> Task brief: Render the lines from the one containing "My friend says the weathered" to the one containing "[226,34,300,83]", both included, as a JSON list of strings with one string per line and blank lines omitted.

======== Exercise input ========

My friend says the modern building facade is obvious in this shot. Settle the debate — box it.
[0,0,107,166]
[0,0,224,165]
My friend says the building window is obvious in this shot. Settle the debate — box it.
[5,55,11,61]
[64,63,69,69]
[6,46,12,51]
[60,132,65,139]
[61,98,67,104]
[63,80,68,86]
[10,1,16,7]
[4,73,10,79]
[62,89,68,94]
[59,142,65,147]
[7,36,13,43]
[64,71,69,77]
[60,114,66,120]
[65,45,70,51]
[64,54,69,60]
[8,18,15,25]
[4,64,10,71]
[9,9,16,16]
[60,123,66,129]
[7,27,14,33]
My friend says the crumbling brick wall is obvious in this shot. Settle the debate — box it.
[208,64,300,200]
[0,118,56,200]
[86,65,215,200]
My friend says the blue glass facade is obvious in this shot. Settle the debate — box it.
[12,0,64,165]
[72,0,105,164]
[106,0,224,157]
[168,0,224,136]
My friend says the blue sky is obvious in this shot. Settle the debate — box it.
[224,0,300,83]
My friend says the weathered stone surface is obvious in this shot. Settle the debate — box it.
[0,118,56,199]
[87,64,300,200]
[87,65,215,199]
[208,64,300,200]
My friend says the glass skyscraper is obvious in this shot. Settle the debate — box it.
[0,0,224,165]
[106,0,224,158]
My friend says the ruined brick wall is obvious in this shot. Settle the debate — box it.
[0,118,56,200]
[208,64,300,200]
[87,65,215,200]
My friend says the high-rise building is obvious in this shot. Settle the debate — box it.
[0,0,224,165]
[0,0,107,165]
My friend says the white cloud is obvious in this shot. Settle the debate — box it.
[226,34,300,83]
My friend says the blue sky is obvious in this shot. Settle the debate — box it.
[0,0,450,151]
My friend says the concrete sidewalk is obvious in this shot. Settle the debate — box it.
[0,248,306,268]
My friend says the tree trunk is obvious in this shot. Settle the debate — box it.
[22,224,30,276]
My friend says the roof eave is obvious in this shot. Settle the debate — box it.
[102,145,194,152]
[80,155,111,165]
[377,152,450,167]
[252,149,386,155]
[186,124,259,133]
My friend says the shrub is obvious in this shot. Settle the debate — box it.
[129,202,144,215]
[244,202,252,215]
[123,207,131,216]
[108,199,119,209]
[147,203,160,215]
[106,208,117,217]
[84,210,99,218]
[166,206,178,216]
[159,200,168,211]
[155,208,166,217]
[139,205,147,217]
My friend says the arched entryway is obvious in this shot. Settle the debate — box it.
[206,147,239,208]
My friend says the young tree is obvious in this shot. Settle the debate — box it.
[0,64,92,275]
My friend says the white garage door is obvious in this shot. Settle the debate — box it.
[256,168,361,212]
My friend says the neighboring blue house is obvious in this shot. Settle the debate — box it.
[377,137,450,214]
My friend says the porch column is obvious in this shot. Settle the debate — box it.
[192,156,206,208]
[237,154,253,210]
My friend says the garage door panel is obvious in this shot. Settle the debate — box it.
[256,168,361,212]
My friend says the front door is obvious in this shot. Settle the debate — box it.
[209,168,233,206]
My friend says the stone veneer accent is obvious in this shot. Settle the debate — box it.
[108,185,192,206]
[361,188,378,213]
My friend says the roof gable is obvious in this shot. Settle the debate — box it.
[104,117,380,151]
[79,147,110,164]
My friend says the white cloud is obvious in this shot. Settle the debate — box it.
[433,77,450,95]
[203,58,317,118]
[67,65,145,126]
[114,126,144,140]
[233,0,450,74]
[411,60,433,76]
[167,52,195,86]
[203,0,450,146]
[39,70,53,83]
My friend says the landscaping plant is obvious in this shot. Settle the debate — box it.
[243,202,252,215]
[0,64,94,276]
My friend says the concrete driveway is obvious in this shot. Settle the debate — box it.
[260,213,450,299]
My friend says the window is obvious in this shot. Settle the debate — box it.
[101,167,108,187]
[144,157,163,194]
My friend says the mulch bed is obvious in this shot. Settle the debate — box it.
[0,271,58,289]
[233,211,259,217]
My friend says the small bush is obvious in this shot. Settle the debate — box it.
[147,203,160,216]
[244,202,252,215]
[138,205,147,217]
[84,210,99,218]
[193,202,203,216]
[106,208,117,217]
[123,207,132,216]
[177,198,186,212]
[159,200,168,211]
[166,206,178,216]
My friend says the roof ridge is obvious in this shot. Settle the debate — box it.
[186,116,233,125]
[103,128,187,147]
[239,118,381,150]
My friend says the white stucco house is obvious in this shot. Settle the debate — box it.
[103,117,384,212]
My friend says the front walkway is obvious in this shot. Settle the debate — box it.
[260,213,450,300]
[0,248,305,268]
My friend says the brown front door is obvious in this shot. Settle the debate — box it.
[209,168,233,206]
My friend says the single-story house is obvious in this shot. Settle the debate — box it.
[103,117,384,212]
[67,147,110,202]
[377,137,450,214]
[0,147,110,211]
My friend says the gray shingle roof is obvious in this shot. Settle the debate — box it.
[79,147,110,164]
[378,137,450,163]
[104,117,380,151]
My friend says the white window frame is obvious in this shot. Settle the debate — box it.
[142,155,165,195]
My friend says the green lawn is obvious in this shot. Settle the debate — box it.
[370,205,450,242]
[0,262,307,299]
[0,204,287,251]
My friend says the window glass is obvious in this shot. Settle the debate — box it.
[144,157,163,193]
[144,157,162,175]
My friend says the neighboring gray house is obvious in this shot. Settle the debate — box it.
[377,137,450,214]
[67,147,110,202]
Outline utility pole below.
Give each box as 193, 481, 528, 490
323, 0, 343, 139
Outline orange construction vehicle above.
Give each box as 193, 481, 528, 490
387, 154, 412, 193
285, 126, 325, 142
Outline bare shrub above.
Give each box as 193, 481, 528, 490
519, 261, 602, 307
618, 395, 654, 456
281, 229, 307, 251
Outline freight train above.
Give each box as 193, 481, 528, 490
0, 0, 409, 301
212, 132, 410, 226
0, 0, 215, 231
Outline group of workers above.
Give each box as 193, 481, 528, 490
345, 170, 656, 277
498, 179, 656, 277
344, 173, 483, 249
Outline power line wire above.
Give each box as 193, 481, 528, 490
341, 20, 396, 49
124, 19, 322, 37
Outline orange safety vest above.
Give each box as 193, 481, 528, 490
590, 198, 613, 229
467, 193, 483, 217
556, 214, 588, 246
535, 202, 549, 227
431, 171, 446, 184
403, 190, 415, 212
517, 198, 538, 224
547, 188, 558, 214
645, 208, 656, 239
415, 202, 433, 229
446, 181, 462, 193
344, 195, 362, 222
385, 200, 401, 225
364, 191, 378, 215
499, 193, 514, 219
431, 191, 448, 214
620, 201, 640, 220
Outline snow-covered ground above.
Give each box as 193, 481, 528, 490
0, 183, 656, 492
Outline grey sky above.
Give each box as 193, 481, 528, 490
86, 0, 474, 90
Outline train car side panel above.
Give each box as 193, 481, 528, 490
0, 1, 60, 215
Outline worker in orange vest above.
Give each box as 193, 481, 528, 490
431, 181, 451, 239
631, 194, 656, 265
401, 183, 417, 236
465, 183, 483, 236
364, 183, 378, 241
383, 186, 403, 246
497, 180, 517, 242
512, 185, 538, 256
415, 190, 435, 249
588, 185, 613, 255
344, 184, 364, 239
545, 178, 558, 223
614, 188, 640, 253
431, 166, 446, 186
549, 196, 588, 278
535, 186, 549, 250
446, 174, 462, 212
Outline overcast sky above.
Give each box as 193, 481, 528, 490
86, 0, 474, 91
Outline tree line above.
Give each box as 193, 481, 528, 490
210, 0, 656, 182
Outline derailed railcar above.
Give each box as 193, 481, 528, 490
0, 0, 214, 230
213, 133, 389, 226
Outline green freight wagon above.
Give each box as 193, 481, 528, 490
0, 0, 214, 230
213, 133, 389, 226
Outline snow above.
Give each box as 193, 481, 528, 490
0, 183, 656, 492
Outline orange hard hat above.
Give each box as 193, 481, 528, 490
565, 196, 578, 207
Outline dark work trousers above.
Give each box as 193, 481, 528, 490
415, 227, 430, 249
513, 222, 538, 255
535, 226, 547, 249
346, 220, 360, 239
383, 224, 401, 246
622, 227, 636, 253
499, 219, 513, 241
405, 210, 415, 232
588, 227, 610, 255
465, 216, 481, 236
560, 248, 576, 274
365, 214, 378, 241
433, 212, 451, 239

========

> Complete response:
[
  "My friend says the weathered stone surface is obvious in this shot. Settle the debate — box it.",
  "[0,118,56,199]",
  "[87,64,300,200]",
  "[87,65,215,199]",
  "[208,64,300,200]",
  "My friend says the glass skyscraper is obvious in this shot. Settle the debate — box it.",
  "[0,0,224,165]",
  "[106,0,224,158]",
  "My friend says the ruined brick wall is obvious in this shot. Settle the debate — box it.",
  "[0,118,56,200]",
  "[208,64,300,200]",
  "[87,65,215,200]",
  "My friend says the high-rise building is obvious in this shot. Settle the debate — box it.",
  "[0,0,224,165]",
  "[0,0,107,165]",
  "My friend says the white cloud is obvious in this shot. Settle the debate — box it.",
  "[226,34,300,83]"
]